## What the exercise asks
Copy the records below verbatim, starting at their first line and ending at the line that contains "pixel 85 504", with both of those lines included.

## Pointing entries for labeled objects

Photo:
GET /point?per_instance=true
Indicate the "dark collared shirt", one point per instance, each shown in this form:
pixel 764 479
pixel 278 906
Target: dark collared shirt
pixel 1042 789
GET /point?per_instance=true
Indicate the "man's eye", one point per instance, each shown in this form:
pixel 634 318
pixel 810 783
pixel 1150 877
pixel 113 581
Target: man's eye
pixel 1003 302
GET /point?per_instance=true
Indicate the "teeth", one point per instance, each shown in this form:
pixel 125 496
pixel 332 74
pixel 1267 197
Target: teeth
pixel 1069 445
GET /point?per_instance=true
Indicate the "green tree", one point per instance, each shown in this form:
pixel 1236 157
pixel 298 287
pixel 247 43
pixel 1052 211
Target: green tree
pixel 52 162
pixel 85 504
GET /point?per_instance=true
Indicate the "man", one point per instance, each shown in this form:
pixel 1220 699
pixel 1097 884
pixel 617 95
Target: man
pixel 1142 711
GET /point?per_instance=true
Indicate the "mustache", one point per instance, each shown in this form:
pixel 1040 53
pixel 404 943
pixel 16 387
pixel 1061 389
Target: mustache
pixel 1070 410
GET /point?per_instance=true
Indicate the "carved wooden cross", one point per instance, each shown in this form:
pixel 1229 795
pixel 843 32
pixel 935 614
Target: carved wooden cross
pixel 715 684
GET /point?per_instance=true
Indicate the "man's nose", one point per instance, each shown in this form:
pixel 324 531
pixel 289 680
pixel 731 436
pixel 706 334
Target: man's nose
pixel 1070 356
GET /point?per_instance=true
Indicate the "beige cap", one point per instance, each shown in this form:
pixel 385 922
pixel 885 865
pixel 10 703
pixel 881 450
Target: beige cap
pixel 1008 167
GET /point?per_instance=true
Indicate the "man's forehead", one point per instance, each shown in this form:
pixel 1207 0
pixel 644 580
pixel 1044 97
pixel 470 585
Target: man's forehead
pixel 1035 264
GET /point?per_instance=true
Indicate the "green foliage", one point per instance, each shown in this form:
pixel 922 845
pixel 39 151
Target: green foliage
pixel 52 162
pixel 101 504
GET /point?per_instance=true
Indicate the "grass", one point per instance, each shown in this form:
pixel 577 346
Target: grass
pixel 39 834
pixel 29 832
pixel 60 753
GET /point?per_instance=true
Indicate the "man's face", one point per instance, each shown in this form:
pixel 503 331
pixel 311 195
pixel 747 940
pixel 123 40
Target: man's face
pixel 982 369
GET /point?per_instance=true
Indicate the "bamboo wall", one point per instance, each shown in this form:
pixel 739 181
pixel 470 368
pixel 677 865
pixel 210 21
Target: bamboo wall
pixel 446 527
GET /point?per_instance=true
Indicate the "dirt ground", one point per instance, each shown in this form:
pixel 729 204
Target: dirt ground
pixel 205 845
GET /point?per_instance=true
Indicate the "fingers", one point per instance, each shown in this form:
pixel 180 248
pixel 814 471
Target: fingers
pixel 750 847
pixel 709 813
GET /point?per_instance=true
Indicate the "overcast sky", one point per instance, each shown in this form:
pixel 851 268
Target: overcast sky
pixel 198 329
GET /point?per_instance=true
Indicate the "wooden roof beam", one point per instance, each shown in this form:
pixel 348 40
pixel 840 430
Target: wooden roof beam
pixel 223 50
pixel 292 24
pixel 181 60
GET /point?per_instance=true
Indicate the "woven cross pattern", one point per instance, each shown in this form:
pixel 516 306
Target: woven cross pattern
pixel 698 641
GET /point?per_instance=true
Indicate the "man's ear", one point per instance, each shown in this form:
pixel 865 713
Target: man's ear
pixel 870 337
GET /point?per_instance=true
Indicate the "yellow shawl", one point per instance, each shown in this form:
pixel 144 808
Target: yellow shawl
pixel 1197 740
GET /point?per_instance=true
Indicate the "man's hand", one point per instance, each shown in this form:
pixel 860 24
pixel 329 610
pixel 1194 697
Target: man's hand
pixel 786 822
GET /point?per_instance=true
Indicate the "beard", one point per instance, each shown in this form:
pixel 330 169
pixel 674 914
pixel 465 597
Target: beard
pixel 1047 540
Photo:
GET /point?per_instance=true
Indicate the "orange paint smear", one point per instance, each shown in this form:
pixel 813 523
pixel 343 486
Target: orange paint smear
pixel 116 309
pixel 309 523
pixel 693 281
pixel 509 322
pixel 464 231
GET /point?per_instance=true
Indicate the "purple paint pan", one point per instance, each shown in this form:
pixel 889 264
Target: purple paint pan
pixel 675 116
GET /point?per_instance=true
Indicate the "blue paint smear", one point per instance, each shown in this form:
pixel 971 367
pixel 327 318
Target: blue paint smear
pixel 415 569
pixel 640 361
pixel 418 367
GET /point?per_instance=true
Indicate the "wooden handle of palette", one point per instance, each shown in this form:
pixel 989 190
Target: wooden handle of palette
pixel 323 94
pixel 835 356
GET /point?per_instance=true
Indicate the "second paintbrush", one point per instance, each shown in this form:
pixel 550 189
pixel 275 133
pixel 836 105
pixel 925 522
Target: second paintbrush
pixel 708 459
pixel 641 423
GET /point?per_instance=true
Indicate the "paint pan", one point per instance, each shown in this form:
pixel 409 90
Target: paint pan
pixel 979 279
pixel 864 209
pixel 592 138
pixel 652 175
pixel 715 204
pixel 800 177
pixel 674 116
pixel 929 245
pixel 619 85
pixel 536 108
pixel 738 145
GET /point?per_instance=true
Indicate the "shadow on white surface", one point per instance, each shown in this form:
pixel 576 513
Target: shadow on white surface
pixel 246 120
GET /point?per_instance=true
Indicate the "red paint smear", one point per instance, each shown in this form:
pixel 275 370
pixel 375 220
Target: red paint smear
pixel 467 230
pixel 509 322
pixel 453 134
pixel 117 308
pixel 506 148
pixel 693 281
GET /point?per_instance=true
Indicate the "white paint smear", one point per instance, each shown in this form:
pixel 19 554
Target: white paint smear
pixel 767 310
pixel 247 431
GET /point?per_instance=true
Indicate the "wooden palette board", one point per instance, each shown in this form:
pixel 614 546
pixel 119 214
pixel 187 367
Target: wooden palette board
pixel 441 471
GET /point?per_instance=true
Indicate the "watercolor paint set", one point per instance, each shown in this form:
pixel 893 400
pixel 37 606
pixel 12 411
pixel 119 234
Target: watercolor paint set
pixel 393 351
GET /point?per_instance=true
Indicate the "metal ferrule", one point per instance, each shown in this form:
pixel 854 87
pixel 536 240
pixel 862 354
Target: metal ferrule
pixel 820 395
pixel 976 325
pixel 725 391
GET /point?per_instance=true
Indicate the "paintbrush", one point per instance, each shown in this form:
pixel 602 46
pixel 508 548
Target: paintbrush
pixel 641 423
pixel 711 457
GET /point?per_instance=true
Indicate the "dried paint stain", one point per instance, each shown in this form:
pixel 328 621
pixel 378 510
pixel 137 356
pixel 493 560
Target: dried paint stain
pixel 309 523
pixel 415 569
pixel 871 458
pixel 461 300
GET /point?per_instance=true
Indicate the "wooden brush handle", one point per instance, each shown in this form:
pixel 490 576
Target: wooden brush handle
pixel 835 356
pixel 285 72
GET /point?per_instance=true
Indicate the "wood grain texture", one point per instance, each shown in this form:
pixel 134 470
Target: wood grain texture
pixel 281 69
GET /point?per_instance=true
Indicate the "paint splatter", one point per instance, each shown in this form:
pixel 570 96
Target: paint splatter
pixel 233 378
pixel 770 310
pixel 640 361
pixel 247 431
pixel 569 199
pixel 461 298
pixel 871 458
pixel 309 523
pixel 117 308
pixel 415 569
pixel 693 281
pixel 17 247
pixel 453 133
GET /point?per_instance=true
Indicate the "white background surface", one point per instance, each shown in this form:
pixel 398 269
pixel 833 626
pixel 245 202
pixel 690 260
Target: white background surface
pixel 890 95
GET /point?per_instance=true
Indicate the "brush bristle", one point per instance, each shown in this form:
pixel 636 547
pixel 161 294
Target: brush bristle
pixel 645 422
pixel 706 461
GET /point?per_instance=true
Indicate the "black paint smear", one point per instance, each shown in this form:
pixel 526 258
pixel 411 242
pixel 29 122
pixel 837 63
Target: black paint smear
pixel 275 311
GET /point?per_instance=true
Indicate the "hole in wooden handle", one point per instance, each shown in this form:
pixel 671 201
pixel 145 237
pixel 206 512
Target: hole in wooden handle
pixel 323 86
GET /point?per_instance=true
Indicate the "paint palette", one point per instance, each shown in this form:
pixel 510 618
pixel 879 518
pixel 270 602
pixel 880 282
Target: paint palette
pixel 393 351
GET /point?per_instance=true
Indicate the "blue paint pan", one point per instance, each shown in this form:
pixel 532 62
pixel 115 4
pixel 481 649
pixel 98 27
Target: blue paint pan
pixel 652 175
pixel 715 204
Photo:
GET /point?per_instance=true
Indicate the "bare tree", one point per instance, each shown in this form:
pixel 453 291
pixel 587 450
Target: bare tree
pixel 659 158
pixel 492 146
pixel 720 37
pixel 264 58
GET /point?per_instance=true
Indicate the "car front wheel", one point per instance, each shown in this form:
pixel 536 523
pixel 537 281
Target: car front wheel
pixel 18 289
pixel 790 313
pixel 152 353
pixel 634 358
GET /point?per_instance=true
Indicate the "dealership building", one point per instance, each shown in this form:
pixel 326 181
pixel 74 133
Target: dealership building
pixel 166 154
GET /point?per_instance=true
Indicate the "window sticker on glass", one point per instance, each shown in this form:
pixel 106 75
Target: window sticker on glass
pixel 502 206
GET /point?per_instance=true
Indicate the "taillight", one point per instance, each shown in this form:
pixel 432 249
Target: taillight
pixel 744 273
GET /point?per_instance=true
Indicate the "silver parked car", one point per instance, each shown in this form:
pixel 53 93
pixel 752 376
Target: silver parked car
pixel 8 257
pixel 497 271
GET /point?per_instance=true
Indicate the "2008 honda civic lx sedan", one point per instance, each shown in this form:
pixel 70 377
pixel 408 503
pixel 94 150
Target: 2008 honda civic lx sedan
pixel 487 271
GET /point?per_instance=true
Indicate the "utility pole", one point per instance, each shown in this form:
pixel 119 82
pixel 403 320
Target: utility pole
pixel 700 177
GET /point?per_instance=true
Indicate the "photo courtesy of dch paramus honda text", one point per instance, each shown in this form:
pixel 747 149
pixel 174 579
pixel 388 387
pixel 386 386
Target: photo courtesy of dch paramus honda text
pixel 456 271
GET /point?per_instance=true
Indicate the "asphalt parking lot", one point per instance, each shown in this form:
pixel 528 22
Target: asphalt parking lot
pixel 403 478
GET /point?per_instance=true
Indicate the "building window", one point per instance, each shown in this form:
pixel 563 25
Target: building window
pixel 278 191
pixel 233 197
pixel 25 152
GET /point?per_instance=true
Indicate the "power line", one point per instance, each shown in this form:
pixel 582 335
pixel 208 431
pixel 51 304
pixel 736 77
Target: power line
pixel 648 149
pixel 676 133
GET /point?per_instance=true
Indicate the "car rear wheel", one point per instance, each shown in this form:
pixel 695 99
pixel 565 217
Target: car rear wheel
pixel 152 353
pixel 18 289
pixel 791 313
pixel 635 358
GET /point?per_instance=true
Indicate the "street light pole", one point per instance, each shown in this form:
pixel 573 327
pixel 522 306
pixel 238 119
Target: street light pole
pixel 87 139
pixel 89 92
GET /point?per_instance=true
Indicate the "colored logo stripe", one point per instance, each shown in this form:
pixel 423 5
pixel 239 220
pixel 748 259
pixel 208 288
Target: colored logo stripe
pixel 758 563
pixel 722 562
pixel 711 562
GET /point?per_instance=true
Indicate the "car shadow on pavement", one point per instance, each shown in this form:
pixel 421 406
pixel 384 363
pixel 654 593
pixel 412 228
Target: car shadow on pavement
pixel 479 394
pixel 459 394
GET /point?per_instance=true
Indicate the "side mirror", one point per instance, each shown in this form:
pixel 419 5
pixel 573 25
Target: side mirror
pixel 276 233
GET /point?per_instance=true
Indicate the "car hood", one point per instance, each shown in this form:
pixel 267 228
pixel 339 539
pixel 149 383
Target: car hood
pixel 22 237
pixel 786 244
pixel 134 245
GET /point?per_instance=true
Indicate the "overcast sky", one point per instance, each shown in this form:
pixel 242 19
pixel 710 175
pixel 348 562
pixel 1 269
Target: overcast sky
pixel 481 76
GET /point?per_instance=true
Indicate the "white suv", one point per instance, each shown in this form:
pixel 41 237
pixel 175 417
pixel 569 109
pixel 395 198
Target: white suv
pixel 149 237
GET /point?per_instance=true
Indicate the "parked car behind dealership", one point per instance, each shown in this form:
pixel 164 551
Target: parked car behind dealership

## Answer for this exercise
Photo:
GET /point?per_instance=true
Indicate the "dark collared shirt", one point per instance, each shown in this form:
pixel 764 479
pixel 278 906
Target: dark collared shirt
pixel 1042 789
GET /point?per_instance=true
Indicate the "man's eye", one point per instance, each shown in this form:
pixel 634 318
pixel 810 783
pixel 1150 877
pixel 113 581
Target: man's eye
pixel 1003 302
GET /point?per_instance=true
Indicate the "teeth", one point per instance, each shown in this form:
pixel 125 496
pixel 332 74
pixel 1267 197
Target: teeth
pixel 1069 445
GET /point?per_instance=true
Indicate the "green tree", one point per instance, each shown in this form:
pixel 1236 157
pixel 298 287
pixel 247 43
pixel 1052 211
Target: green tree
pixel 52 162
pixel 85 504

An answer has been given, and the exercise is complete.